*** EXTRACTED RECORDS Section Begins ***
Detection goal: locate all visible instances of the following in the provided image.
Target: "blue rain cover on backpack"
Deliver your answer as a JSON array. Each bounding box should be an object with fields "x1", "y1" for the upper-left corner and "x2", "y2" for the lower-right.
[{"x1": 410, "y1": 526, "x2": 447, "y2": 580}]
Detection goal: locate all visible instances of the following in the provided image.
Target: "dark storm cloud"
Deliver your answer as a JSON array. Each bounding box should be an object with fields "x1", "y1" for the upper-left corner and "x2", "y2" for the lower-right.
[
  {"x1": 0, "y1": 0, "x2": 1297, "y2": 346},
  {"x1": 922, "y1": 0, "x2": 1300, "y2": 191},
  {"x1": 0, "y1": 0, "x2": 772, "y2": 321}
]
*** EXTRACTED RECORDS Section Ends ***
*** EXTRACTED RECORDS Section Begins ***
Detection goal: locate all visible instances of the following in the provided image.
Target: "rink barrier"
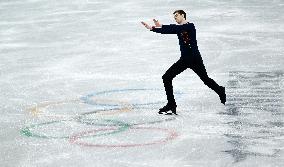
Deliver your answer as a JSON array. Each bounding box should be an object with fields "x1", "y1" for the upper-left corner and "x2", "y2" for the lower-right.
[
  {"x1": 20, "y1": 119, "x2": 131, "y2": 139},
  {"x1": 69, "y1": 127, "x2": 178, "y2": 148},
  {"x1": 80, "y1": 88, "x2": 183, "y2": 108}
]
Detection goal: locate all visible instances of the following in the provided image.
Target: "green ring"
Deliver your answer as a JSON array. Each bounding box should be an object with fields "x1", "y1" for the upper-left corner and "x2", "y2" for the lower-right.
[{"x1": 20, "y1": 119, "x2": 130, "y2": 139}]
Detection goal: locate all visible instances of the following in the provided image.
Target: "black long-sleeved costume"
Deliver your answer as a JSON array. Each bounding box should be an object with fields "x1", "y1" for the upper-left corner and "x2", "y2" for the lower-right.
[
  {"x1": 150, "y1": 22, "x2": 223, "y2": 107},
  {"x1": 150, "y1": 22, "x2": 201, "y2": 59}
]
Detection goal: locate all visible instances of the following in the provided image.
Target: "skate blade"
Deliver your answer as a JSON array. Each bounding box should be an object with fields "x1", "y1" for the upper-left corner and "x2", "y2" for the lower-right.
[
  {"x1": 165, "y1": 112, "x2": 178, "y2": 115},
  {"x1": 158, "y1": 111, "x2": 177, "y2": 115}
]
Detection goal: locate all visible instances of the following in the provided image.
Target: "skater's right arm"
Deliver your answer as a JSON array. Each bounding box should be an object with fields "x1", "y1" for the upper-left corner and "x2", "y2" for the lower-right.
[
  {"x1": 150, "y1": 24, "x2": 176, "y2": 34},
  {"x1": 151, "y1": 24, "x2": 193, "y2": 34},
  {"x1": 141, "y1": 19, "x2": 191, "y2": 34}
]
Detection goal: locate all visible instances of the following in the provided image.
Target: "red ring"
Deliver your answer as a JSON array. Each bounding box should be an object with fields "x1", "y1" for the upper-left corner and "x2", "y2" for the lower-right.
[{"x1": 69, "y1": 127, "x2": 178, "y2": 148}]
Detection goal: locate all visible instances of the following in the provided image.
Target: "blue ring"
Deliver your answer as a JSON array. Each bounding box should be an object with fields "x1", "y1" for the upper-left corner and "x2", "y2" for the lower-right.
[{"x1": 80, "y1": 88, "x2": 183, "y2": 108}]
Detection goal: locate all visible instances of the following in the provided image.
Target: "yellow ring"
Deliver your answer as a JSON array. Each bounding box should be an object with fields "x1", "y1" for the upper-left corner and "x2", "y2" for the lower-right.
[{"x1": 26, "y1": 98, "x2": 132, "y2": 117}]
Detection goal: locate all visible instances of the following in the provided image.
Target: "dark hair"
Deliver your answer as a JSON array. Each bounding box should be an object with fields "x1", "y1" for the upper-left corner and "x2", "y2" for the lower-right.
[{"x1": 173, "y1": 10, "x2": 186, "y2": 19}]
*** EXTRACTED RECORDS Section Ends ***
Go through the records. Copy each line where "Target" appears.

# [RESULT OF THE EXERCISE]
Target: "blue rain cover on backpack"
Target: "dark storm cloud"
Target: "rink barrier"
Target: "green ring"
Target: "black long-sleeved costume"
Target: "skate blade"
Target: "skater's right arm"
Target: "red ring"
Target: "blue ring"
Target: "yellow ring"
Target: "dark hair"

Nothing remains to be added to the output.